Document section:
On the list of words in danger of cheapening from overuse — think “focus,” “iconic,” “existential,” you have your own favorites — “crisis” must rank near the top. A Foreign Policy article in 2020 urged some “crisis” caution, listing health care, housing, energy, drugs, education, marriage, police violence and others as declared “crises” that might not fully qualify for such an extreme label.
A host of prognosticators, coming from diverse disciplinary directions, seems to think something truly worthy of the term is coming. They foresee cataclysmic economic and social change dead ahead, and they align closely regarding the timing of the crash’s arrival. Unsettling as these forecasts are, the even more troubling thought is that maybe a true crisis is not just inevitable but also necessary to future national success and social cohesion.
The causal diagnoses differ somewhat. Looking through a political lens, James Piereson in “Shattered Consensus” observes a collapse of the postwar understanding of government’s role, namely to promote full employment and to police a disorderly world. He expects a “fourth revolution” around the end of this decade, following the Jeffersonian upheaval of 1800, the Civil War and the New Deal. Such a revolution, he writes, is required or else “the polity will begin to disintegrate for lack of fundamental agreement.”
In “The Fourth Turning Is Here,” published this summer, demographic historian Neil Howe arrived at a similar conclusion. His view springs from a conviction that human history follows highly predictable cycles based on the “saeculum,” or typical human life span of 80 years or so, and the differing experiences of four generations within that span. The next “turning,” he predicts, is due in about 2033. It will resemble those in the 1760s, 1850s and 1920s, Howe writes, that produced “bone-jarring Crises so monumental that, by their end, American society emerged wholly transformed.”

Stored data entries:
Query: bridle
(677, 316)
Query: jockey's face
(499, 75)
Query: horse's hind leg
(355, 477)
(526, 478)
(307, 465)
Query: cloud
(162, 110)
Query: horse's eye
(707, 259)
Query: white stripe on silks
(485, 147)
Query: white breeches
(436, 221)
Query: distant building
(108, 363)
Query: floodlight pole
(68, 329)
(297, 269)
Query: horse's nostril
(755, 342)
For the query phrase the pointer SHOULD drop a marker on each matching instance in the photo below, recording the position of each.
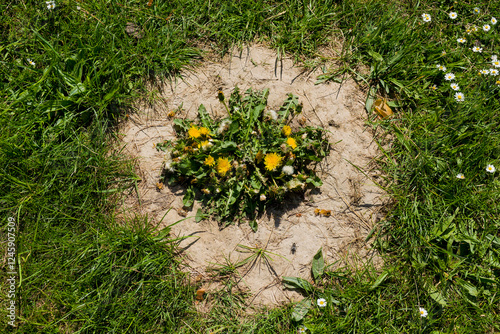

Required work: Copy the passage above on a coming national crisis from "On the list" up to and including "and social cohesion.", replacing "prognosticators" with "forecasters".

Written reply:
On the list of words in danger of cheapening from overuse — think “focus,” “iconic,” “existential,” you have your own favorites — “crisis” must rank near the top. A Foreign Policy article in 2020 urged some “crisis” caution, listing health care, housing, energy, drugs, education, marriage, police violence and others as declared “crises” that might not fully qualify for such an extreme label.
A host of forecasters, coming from diverse disciplinary directions, seems to think something truly worthy of the term is coming. They foresee cataclysmic economic and social change dead ahead, and they align closely regarding the timing of the crash’s arrival. Unsettling as these forecasts are, the even more troubling thought is that maybe a true crisis is not just inevitable but also necessary to future national success and social cohesion.